_DESCRIPTION OF THE TASK_: Please give back only the lines below from the one containing "Can you spot the blonde" to the one containing "Can you spot the black retractable", each repeated word for word, both ends included.
START DATA FOR THIS EXERCISE
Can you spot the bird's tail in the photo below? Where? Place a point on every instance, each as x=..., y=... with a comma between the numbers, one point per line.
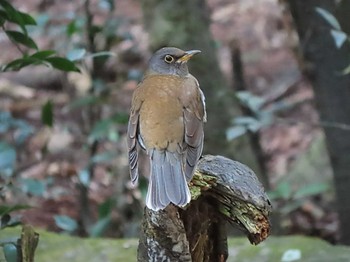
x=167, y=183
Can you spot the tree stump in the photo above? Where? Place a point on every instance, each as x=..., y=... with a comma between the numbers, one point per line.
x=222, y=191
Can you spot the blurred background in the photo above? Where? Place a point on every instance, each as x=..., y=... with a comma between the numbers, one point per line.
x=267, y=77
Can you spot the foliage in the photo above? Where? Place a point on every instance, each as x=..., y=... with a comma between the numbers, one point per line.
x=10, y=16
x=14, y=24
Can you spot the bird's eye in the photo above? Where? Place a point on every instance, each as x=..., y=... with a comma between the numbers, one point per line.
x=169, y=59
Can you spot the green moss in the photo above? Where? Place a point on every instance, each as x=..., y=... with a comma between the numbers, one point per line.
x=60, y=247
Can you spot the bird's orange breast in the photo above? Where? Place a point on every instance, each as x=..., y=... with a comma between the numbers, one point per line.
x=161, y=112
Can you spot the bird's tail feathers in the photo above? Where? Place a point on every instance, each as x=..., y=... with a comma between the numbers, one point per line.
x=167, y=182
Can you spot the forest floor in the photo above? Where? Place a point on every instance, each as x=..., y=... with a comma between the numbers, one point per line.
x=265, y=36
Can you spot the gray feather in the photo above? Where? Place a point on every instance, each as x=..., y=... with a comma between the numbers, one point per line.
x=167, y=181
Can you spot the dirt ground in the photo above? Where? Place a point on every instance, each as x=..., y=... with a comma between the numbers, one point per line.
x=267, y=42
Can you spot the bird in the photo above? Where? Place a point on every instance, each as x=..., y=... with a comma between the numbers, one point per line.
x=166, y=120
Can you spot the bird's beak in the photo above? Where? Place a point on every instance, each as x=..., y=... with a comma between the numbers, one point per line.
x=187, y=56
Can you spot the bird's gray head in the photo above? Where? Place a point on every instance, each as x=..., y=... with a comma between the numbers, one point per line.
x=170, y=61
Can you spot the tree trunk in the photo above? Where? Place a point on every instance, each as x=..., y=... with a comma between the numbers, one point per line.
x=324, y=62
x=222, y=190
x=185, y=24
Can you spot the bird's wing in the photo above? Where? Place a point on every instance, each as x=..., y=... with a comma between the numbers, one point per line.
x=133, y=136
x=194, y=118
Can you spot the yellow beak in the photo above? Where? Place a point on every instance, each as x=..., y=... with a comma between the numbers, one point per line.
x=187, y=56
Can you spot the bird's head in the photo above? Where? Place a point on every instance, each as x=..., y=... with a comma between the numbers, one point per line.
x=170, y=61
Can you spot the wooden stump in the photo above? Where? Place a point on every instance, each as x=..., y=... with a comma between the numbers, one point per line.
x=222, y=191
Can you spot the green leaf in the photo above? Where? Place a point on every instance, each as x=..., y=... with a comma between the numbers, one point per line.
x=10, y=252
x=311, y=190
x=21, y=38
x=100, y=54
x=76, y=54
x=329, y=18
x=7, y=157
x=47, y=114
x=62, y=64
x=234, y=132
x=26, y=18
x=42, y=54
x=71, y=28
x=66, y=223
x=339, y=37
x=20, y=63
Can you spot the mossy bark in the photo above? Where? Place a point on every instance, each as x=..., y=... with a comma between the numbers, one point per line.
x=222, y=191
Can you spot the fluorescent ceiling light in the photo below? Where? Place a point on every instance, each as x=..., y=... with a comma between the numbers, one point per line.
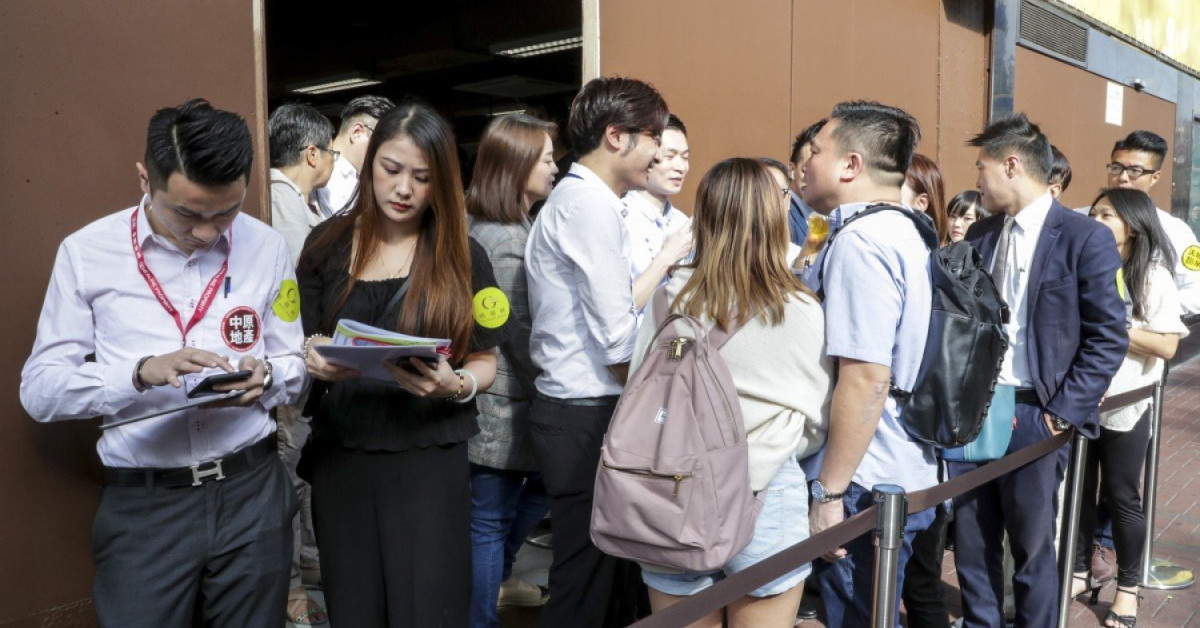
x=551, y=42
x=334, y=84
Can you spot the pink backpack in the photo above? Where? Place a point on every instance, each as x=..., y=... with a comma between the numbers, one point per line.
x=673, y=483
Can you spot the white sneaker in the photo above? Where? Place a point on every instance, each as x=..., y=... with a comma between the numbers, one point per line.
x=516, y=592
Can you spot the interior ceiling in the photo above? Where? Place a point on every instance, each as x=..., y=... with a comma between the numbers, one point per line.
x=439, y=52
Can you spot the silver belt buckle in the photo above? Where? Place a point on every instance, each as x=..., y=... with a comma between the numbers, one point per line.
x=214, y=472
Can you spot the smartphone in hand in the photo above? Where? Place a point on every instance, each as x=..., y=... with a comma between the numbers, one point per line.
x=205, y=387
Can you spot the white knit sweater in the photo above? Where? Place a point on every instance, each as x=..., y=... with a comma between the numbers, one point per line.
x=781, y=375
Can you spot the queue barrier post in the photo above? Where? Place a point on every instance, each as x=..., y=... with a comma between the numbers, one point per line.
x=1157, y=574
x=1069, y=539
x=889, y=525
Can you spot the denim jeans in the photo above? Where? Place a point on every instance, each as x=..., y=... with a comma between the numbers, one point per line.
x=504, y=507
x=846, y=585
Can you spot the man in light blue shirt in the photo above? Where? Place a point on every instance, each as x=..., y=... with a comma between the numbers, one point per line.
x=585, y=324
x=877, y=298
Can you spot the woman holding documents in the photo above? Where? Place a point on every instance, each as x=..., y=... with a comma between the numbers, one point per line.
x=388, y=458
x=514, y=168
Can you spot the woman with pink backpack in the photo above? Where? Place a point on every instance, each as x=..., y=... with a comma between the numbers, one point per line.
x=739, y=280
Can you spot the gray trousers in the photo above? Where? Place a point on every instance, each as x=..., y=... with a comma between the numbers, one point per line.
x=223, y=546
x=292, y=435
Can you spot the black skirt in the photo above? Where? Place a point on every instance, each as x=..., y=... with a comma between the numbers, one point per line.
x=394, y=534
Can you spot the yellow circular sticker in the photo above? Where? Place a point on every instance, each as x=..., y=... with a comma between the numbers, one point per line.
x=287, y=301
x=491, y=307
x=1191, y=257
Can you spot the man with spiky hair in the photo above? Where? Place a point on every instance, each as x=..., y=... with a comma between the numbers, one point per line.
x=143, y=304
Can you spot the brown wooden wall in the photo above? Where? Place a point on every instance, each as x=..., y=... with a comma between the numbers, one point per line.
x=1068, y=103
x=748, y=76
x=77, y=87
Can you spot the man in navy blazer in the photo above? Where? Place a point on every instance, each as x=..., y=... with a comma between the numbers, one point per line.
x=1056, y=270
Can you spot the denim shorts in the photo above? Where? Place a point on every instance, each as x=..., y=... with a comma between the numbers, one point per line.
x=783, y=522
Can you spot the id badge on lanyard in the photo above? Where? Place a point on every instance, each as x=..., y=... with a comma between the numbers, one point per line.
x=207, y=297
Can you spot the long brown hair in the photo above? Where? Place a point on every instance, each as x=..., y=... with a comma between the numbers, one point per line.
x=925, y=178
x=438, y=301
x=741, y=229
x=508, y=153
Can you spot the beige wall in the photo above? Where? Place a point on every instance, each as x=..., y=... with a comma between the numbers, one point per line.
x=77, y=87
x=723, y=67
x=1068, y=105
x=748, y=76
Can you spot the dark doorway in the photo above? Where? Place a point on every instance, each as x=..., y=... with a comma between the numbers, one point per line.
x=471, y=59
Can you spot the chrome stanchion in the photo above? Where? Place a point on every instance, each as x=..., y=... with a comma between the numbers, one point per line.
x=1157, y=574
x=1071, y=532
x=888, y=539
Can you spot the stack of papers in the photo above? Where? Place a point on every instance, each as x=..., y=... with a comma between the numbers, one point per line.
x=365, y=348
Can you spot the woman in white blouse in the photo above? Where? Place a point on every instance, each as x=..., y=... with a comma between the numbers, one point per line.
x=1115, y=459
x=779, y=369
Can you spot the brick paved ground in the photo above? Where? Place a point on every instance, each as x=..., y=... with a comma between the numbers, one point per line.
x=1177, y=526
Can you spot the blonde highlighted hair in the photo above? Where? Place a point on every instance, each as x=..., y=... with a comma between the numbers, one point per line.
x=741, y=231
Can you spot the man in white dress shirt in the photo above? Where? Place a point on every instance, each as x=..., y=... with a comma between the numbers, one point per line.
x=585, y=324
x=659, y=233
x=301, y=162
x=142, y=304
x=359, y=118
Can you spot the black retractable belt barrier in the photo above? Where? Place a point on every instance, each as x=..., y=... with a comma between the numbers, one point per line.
END DATA FOR THIS EXERCISE
START DATA FOR THIS EXERCISE
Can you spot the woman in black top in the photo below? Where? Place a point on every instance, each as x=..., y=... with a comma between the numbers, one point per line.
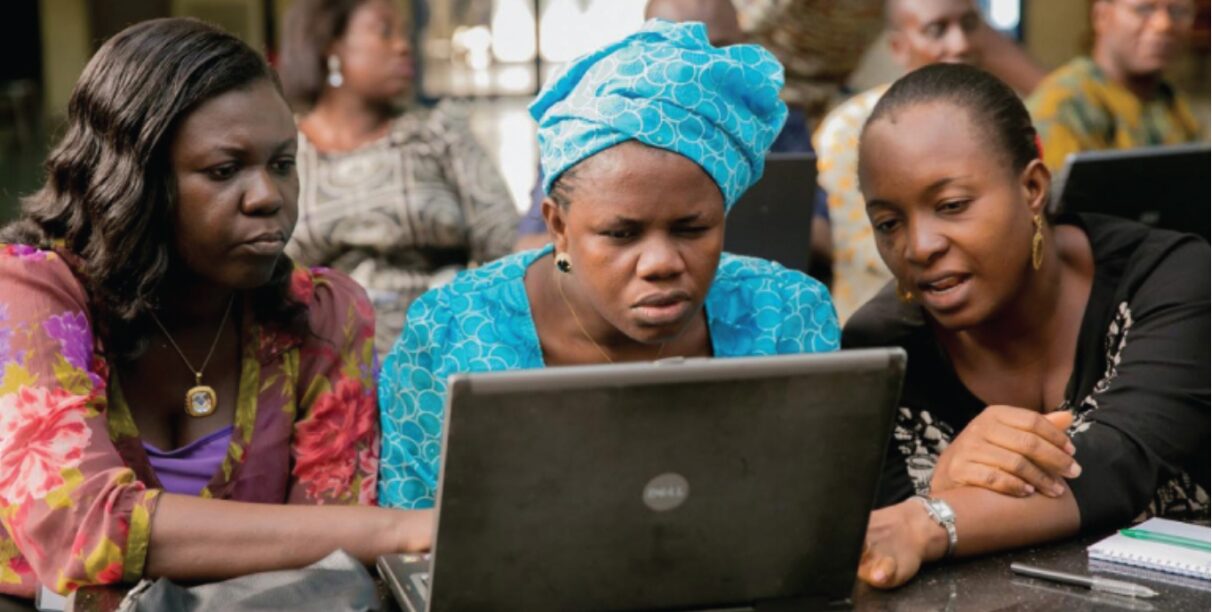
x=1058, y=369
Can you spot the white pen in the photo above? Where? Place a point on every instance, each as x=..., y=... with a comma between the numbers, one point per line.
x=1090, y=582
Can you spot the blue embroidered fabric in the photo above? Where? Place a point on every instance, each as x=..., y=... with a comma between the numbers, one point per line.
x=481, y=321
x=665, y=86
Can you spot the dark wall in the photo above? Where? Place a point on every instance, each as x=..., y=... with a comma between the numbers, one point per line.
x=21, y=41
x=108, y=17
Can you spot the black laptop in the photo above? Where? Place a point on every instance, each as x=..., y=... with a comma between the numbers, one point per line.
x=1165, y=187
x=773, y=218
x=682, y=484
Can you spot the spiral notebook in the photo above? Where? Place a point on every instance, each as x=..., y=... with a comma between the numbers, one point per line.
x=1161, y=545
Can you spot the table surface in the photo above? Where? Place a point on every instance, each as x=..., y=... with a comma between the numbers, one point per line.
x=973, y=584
END DATA FOR THIS EXERCISE
START DATA FOR THIS EXERCISE
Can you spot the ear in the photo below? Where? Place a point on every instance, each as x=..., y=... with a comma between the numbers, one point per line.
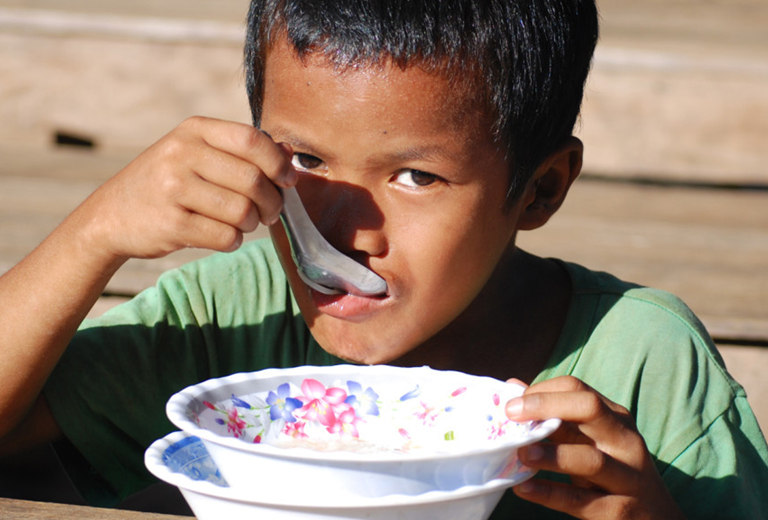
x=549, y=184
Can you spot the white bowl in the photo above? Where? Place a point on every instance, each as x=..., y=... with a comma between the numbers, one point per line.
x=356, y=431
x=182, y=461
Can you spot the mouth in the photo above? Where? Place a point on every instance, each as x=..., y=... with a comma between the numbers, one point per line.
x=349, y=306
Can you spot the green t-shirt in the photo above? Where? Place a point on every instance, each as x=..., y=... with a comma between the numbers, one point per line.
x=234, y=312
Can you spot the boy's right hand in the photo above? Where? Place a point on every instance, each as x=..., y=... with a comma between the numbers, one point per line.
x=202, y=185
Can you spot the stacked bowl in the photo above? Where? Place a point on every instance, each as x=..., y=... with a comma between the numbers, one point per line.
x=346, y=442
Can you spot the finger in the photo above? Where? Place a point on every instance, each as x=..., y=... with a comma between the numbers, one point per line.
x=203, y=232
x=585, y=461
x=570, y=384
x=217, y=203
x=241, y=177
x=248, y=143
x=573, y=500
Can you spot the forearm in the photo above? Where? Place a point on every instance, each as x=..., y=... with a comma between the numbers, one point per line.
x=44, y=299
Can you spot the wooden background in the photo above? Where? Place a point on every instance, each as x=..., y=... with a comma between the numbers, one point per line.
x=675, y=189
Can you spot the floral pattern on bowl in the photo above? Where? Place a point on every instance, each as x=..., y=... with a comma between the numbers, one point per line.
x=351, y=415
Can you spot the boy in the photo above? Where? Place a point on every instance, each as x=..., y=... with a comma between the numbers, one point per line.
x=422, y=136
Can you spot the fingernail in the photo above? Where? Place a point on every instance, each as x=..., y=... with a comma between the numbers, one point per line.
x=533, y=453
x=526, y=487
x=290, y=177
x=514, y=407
END DATA FOR THIS EXERCISE
_RESPONSE AREA_:
Can you spot the blonde highlighted hair in the photo above? Where? Place a point on every instance, each as x=..., y=... with a comma between the numbers, one point per line.
x=741, y=231
Can you spot the man in white dress shirt in the photo above? Where? Place a point on every instance, each as x=..., y=... with a comma between the numbers, one point per line.
x=585, y=324
x=659, y=233
x=301, y=162
x=142, y=304
x=359, y=118
Can you spot the black retractable belt barrier in the photo above? Where? Place a point on every instance, each as x=..., y=... with a comma between the numbers, one point per line.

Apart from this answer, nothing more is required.